Determine how many lines in the rows below contain the string "bumper", treating uppercase and lowercase letters as different. Give only the number.

Record set:
•••
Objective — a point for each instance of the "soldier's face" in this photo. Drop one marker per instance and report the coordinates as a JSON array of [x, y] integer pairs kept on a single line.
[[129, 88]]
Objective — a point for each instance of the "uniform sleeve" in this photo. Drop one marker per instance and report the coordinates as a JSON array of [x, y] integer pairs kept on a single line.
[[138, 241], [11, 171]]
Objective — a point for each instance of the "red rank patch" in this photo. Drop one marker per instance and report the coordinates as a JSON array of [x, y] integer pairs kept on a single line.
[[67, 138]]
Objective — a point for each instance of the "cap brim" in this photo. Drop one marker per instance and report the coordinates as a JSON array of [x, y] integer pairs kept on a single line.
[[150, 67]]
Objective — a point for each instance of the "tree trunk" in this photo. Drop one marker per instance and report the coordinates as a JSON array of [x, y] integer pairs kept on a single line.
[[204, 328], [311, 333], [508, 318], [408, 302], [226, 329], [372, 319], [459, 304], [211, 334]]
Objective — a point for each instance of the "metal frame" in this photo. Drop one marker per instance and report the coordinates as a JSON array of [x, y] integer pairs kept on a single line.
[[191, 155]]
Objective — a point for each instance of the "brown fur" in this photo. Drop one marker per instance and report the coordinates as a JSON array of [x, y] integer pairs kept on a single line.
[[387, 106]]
•••
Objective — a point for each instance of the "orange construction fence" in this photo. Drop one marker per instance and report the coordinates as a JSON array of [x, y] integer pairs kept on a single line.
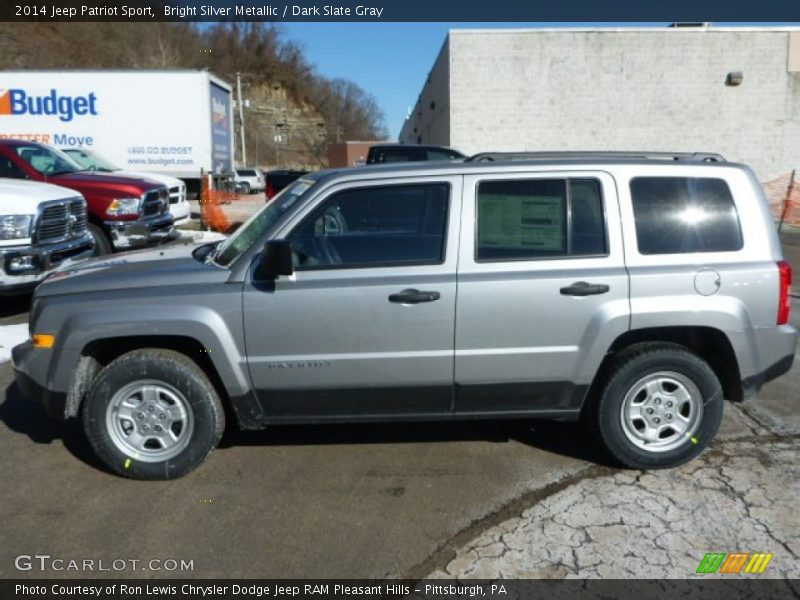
•••
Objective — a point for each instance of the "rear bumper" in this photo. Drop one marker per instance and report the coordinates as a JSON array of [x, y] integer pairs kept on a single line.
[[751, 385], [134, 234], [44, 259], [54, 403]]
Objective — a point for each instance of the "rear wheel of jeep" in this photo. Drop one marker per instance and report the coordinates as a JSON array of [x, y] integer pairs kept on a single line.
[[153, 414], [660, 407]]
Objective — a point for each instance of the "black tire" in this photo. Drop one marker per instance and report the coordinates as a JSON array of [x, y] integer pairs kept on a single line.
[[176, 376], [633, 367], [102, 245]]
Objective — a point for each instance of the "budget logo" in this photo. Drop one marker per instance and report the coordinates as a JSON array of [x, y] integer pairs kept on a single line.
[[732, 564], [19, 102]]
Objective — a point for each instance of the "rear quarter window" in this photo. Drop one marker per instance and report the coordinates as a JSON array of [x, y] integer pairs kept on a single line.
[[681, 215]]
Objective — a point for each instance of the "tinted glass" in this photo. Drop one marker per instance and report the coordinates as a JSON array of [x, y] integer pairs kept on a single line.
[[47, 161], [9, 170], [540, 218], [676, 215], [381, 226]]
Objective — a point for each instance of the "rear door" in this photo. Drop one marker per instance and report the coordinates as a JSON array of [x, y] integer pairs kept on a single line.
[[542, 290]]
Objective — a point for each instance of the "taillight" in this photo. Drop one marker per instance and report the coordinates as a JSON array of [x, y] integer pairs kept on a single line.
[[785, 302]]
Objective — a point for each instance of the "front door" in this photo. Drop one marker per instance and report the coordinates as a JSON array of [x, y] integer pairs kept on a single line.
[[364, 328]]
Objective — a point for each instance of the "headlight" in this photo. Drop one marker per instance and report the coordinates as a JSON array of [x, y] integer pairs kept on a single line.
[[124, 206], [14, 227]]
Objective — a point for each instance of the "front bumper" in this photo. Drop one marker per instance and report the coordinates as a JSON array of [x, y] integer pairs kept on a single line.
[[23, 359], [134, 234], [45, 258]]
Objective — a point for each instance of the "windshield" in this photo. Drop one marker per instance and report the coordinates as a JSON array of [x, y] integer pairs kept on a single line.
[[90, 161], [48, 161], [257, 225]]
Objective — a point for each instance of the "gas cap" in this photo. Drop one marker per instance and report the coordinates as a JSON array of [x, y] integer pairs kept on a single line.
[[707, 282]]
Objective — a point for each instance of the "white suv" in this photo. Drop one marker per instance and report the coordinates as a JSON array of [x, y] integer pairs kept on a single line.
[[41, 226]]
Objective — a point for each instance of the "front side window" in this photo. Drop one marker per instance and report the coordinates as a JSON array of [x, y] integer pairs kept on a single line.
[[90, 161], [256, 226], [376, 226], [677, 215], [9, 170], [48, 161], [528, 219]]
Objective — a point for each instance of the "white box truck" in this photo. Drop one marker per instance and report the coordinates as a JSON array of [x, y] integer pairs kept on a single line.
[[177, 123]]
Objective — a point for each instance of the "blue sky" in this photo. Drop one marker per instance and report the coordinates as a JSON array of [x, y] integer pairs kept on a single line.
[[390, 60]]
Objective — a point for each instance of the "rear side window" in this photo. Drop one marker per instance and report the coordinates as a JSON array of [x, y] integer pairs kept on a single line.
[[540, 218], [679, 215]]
•••
Result of this task:
2